[EXERCISE INSTRUCTIONS] Rescale the rows from the line containing "Pin every instance of the gravel." through the end of the rows, both ends included, and write out every line again with its request. Multiply each x and y coordinate in the answers by 1.75 and round to whole numbers, with halves rounded up.

--- start of RECORD SET ---

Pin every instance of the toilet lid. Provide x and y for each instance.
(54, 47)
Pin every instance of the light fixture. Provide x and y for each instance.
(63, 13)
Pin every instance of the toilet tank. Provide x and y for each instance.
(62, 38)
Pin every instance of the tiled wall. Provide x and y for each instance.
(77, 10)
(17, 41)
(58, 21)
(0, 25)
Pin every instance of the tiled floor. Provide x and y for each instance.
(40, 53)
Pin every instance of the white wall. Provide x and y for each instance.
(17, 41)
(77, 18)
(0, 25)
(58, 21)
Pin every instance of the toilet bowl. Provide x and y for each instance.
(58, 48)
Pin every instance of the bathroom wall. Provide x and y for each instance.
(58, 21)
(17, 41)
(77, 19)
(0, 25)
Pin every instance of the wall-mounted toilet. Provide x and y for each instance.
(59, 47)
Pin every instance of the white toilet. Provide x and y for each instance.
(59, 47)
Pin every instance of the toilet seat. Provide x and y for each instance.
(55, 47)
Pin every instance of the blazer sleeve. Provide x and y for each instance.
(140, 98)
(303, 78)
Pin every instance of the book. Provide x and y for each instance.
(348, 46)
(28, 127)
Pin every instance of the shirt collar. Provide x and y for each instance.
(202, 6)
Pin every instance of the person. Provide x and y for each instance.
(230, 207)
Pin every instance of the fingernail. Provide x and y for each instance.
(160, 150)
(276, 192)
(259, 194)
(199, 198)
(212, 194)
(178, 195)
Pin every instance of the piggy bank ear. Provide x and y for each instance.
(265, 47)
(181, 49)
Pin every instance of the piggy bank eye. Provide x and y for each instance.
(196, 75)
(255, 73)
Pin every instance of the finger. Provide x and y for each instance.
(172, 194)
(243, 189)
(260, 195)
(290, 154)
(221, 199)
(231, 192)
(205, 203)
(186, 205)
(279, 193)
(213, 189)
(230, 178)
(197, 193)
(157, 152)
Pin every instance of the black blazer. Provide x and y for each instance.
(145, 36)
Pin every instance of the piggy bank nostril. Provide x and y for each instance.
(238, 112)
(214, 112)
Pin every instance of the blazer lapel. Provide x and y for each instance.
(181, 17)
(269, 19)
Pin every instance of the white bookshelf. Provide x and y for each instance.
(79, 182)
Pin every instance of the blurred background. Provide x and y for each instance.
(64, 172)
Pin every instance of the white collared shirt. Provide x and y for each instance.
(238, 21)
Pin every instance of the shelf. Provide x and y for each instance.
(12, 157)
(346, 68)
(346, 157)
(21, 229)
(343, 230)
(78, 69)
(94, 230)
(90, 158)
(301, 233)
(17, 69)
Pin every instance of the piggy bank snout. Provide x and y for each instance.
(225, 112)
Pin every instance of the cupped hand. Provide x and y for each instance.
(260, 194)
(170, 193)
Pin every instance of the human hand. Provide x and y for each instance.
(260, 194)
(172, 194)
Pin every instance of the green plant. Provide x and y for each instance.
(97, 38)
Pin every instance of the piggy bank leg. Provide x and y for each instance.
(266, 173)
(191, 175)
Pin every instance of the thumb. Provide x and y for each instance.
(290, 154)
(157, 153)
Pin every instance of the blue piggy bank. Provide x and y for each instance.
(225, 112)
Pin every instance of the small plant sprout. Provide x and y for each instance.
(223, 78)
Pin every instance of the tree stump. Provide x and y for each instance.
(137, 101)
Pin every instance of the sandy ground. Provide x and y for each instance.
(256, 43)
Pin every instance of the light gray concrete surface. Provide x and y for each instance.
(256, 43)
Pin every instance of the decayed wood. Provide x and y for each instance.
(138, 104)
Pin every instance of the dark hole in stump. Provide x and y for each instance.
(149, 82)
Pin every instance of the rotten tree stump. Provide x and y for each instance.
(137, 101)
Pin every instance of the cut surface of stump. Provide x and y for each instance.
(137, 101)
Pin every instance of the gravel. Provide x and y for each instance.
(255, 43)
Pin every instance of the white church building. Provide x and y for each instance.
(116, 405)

--- end of RECORD SET ---

[REPLY TO THE EXERCISE]
Pin every instance of the gravel. Provide x and y for each instance.
(446, 75)
Pin every instance of the white church building. Provide x and y for each instance.
(203, 709)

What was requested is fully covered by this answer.